Aku memang bukan seseorang yang fokus. Kepribadianku buruk, aku terlalu mudah goyah dan gampang terpengaruh terhadap lingkungan.
Diusiaku yang terbilang bukan remaja lagi, sudah sepatutnya aku mengerti baik dan buruk. Aku bukan lagi seorang abg yang sedang sibuk mencari jati diri dan ingin mencoba banyak hal. Selalu penasaran dengan hal-hal yang menarik perhatian. Aku seharusnya sudah fokus untuk menata kehidupan di masa depan kelak. Tidak selamanya aku seperti ini, selalu bersama orang tua. Kata ayah, suatu hari nanti akan tiba saatnya aku menjadi orang tua, mengahadapi kehidupan nyata, bertanggungjawab akan banyak hal dan lain sebagainya. Sebelum hari itu tiba, sudah sepatutnya aku mempersiapkan diri.
Hakikatnya, hidup itu sederhana. Tetapi terkadang manusia lah yang membuatnya terlihat rumit.
Kebahagiaan terbesar dalam hidup ini adalah ketika kita bisa memberi sesuatu untuk orang lain. Ketika kita terlahir, kita menangis dan semua orang tersenyum. Maka, jalanilah hidup dengan sebaik-baiknya agar saat kita tiada, kita tersenyum dan semua orang menangis.
Dwi Ismayati

Yogyakarta, 11 Januari 2016

Minggu, 10 Januari 2016

Passion??

Apakah di usia mu sekarang kamu masih merasa belum menemukan passion mu?

Waktu terus berjalan tanpa harus menunggu. Kelahiran, masa anak-anak, remaja ‘sang pencari jati diri’ hingga pada akhir nya pada tahap dewasa dan tua.
Menemukan passion erat kaitannya dengan menemukan jati diri dan biasanya dialami oleh remaja. Tetapi bagaimana jika sudah berusia 20 tahun-an merasa belum menemukan passion? Sebenarnya kita lah yang paing tahu mengenai diri kita. Semakin bertambahnya usia dan semakin banyak pengalaman yang kita lalui, kita semakin paham dan mengerti diri kita, apa yang harus kita lakukan, mana yang baik dan mana yang buruk, dan mana yang terbaik untuk kita.
Tapi mungkin ada satu hal yang menghalangi itu semua. Mungkinkah kita terlalu takut? Kita terlalu takut keluar dari zona nyaman ataukah kita selalu ragu dengan setiap pilihan yang kita ambil. Hidup itu adalah pilihan. Salah jika orang bilang ‘aku gak ada pilihan lain’. Pilihan itu tergantung kita. Apakah kita akan mengambil pililahan yang baik atau pilihan yang buruk. Seberapa beranikah kita mengambil resiko? Karena pada dasarnya setiap hal yang telah menjadi keputusan kita, ada resikonya tersendiri.

Data yang Diberikan:
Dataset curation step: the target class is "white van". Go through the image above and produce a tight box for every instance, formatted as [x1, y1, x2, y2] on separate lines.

Tugas yang Dikerjakan:
**1)** Menurut teks tentang jati diri dan passion, apa kebahagiaan terbesar dalam hidup ini?
**2)** Tolong tuliskan lanjutan teks tentang jati diri dan passion, dimulai setelah kalimat terakhirnya.
Data di atas merupakan bahan terpisah dari teks tentang jati diri dan passion.

Jawaban Tiap Tugas:
**1)** Ketika kita bisa memberi sesuatu untuk orang lain.

**2)**
Apakah kita teralu takut dan ragu untuk memilih? Atau kah kita tidak pernah puas dengan pilihan kita? Berkali-kali mencari passion, berpetualang dengan berbagai hal kehidupan, tetapi pada akhirnya tidak pernah merasa puas dengan pilihan sendiri? Hari ini bilang passion-mu A, berhari-hari, berbulan-bulan, kamu semangat dengan hal yang kamu anggap passion-mu. Tetapi jika pada dasarnya hati kecilmu belum ikhlas, maka kamu tidak akan pernah puas. Maka kamu akan mencari ‘passion’ mu lagi. Kamu akan menganggap A tidak cocok dengan mu. Kamu berpetualang lagi hingga kemudian kamu menggap B adalah passion-mu. Akankah terus begitu? Selalu mencoba hal baru dan kamu tidak pernah merasa puas? Ya, mungkin manusia memang tidak pernah merasa puas.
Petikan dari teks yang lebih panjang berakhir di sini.